▶ Desafio A: De acordo com o texto sobre a presença chinesa em Cabo Verde, qual é a nacionalidade dos vendedores e dos caixas das lojas chinesas?
▶ Desafio B: Com base no texto da página, explique por que, segundo Pedro Tavares, as pessoas aceitam as condições de trabalho nas lojas chinesas.
▶ Desafio C: Diga se cada afirmação concorda com o texto sobre a presença chinesa em Cabo Verde: (i) Uma artesã afirmou que até a loja do aeroporto vende produtos chineses. (ii) Marta foi a única pessoa a dizer que os chineses pagam mal. (iii) As reações das artesãs e comerciantes foram uma surpresa.

▶ Texto da página:
□ □ □ □ □
As condições de trabalho de seus empregados, uma vez que todas as lojas chinesas contam com vendedores cabo-verdianos e caixas chineses, formam outro ponto de tensão. Ao ser abordada sobre a sua opinião acerca os chineses, Marta se pôs a pensar nos funcionários deles. “Imagina o pessoal que trabalha lá?! Dizem que as condições de trabalho nas lojas dos chineses são bem precárias. Dizem que eles pagam abaixo do salário e as pessoas têm que trabalhar mais tempo”. Ela não foi a única a me falar que os chineses pagam muito mal e que os seus funcionários trabalham muito e em condições precárias. Estes boatos foram confirmados no final da década de 2000 por Pedro Tavares (2010). Para o autor, a escassez de empregos formais no país justificaria o aceite de tais condições laborais, mostrando a perversa faceta da exploração capitalista e neoliberal presente nas cooperações internacionais, nas quais o país mais poderoso economicamente se aproveita das precariedades dos demais para lucrar.9
Em busca do genuinamente cabo-verdiano: a concorrência no mercado de souvenirs na Cidade da Praia
“Se quer produtos da China, vá para China!”. Essa frase, dita a mim por Simone ainda nos primeiros dias da minha pesquisa de campo para o mestrado, indicou a tônica da maioria das conversas que eu teria com artesãs e comerciantes cabo-verdianas acerca da presença chinesa no ramo de souvenirs. A presença do grupo seria tão disseminada que uma artesã afirmou que “todas as lojas vendem produtos chineses, até a do aeroporto”. Todavia, as reações não eram nenhuma surpresa: a tensão presente na fala de Simone acerca da presença de produtos chineses no mercado cabo-verdiano de souvenirs emergiu já na notícia que me levou ao tema.
□ □ □ □ □
▶ Informações fornecidas:
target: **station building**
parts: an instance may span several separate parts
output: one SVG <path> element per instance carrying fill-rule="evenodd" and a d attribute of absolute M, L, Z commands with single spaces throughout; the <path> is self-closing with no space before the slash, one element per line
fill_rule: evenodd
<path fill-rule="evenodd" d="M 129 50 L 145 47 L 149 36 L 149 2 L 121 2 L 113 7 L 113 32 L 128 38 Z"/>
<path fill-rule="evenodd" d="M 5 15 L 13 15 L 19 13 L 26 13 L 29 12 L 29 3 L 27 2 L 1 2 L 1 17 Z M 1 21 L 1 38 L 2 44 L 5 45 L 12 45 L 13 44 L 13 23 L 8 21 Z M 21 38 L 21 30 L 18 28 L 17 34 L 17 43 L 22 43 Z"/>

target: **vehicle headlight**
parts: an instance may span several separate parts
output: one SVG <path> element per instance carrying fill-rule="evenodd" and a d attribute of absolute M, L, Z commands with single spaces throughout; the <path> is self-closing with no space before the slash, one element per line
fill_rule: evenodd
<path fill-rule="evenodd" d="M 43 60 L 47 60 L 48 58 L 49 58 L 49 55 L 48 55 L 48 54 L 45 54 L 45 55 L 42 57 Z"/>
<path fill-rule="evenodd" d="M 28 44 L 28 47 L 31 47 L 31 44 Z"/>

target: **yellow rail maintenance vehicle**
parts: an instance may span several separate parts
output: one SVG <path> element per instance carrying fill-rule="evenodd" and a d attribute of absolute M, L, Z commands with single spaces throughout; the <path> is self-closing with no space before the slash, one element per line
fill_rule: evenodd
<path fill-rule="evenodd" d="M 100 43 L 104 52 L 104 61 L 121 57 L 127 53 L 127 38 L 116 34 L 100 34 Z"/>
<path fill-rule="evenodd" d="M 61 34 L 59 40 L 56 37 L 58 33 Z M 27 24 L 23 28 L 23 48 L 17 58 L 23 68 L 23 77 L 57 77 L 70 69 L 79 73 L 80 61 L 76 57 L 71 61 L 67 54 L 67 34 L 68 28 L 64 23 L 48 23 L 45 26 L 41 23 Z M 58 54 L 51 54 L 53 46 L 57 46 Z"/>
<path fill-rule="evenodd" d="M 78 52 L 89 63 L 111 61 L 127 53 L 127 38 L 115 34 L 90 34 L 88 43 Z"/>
□ □ □ □ □
▶ Resposta A: Os vendedores são cabo-verdianos e os caixas são chineses.

▶ Resposta B: Segundo Pedro Tavares, a escassez de empregos formais no país justificaria o aceite dessas condições laborais. Isso mostraria a exploração capitalista e neoliberal presente nas cooperações internacionais, em que o país economicamente mais poderoso se aproveita das precariedades dos demais para lucrar.

▶ Resposta C:
(i) Sim: “todas as lojas vendem produtos chineses, até a do aeroporto”.
(ii) Não: “Ela não foi a única a me falar que os chineses pagam muito mal”.
(iii) Não: “as reações não eram nenhuma surpresa”.